*Required action*. Set the records down again exactly, apart from any pictures in them.

========================================================================

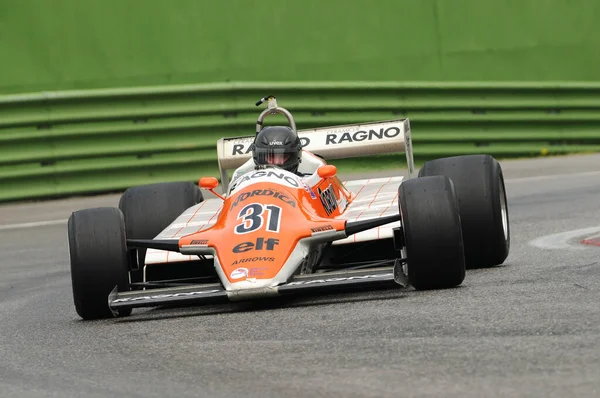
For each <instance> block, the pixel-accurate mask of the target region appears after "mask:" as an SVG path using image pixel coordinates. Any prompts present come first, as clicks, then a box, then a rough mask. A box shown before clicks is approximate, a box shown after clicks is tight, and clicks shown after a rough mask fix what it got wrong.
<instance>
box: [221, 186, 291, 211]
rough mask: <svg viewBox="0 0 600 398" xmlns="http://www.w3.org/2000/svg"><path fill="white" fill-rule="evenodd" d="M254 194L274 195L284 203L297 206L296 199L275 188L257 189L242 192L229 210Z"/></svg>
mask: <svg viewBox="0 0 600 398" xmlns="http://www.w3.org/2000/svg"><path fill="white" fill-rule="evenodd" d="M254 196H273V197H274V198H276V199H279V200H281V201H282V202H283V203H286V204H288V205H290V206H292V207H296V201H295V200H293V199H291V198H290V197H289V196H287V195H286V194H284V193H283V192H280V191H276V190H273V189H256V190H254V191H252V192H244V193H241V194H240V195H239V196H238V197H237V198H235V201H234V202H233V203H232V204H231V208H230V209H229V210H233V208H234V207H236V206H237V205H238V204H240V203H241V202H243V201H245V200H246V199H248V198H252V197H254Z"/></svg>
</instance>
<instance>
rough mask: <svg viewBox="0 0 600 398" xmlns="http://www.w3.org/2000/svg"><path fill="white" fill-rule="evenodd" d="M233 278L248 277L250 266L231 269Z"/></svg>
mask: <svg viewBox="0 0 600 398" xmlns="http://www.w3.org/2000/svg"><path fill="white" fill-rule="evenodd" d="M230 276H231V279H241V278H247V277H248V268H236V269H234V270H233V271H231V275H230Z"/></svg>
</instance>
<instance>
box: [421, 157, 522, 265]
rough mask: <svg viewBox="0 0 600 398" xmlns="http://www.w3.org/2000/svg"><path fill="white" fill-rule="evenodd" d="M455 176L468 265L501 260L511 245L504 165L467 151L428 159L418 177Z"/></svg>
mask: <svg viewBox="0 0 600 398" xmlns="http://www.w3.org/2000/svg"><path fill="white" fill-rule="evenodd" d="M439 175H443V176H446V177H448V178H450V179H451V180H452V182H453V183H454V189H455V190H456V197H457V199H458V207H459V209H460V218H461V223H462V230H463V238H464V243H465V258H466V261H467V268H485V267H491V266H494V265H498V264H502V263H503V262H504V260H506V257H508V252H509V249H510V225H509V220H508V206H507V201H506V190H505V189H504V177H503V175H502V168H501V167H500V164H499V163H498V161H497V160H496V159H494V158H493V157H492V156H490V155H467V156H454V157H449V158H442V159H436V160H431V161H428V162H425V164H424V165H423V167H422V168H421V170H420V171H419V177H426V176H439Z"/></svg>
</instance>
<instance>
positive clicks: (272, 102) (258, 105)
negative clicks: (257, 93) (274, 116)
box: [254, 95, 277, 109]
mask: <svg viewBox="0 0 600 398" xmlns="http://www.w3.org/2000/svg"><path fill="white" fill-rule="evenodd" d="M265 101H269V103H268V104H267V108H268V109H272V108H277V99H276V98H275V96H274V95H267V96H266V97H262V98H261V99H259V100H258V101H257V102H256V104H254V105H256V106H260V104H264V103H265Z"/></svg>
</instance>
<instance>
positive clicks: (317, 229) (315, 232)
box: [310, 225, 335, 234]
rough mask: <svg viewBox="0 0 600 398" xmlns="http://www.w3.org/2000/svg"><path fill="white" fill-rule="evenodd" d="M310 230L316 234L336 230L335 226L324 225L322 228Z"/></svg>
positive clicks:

========================================================================

*Exercise output*.
For each <instance> block, the pixel-accurate mask of the target region appears after "mask:" as an SVG path using image pixel coordinates. Any prompts present come first, as clicks, then a box, then a rough mask. A box shown before clicks is approximate, a box shown after clicks is tight, and clicks shown after a rough mask fix what it got wrong.
<instance>
box: [221, 186, 291, 211]
rough mask: <svg viewBox="0 0 600 398" xmlns="http://www.w3.org/2000/svg"><path fill="white" fill-rule="evenodd" d="M254 194L274 195L284 203L297 206L296 199L275 188L257 189L242 192L229 210Z"/></svg>
mask: <svg viewBox="0 0 600 398" xmlns="http://www.w3.org/2000/svg"><path fill="white" fill-rule="evenodd" d="M254 196H273V197H274V198H276V199H279V200H281V201H282V202H283V203H286V204H288V205H290V206H292V207H296V201H295V200H293V199H291V198H290V197H289V196H287V195H286V194H284V193H283V192H280V191H276V190H273V189H256V190H254V191H252V192H244V193H241V194H240V195H239V196H238V197H237V198H235V201H234V202H233V203H232V204H231V208H230V209H229V210H233V208H234V207H236V206H237V205H238V204H240V203H241V202H243V201H245V200H246V199H248V198H252V197H254Z"/></svg>
</instance>
<instance>
rough mask: <svg viewBox="0 0 600 398" xmlns="http://www.w3.org/2000/svg"><path fill="white" fill-rule="evenodd" d="M233 278L248 277L250 266L231 269Z"/></svg>
mask: <svg viewBox="0 0 600 398" xmlns="http://www.w3.org/2000/svg"><path fill="white" fill-rule="evenodd" d="M230 276H231V279H241V278H247V277H248V268H236V269H234V270H233V271H231V275H230Z"/></svg>
</instance>
<instance>
box: [421, 157, 522, 265]
rough mask: <svg viewBox="0 0 600 398" xmlns="http://www.w3.org/2000/svg"><path fill="white" fill-rule="evenodd" d="M455 176L468 265L501 260L511 245L504 165L467 151L428 159L418 177Z"/></svg>
mask: <svg viewBox="0 0 600 398" xmlns="http://www.w3.org/2000/svg"><path fill="white" fill-rule="evenodd" d="M439 175H443V176H446V177H448V178H450V179H451V180H452V182H453V183H454V189H455V190H456V197H457V199H458V207H459V209H460V218H461V223H462V230H463V238H464V243H465V258H466V261H467V268H485V267H491V266H494V265H498V264H502V263H503V262H504V260H506V257H508V252H509V249H510V225H509V220H508V206H507V201H506V190H505V189H504V177H503V175H502V168H501V167H500V164H499V163H498V161H497V160H496V159H494V158H493V157H492V156H490V155H467V156H454V157H449V158H442V159H436V160H431V161H428V162H425V164H424V165H423V167H422V168H421V170H420V171H419V177H426V176H439Z"/></svg>
</instance>
<instance>
positive clicks: (272, 102) (258, 105)
negative clicks: (257, 93) (274, 116)
box: [254, 95, 277, 109]
mask: <svg viewBox="0 0 600 398" xmlns="http://www.w3.org/2000/svg"><path fill="white" fill-rule="evenodd" d="M265 101H269V103H268V104H267V108H268V109H272V108H277V99H276V98H275V96H274V95H267V96H266V97H262V98H261V99H259V100H258V101H257V102H256V104H254V105H256V106H260V104H264V103H265Z"/></svg>
</instance>
<instance>
positive clicks: (317, 229) (315, 232)
box: [310, 225, 335, 234]
rough mask: <svg viewBox="0 0 600 398" xmlns="http://www.w3.org/2000/svg"><path fill="white" fill-rule="evenodd" d="M310 230L316 234L336 230L335 226L324 225L322 228Z"/></svg>
positive clicks:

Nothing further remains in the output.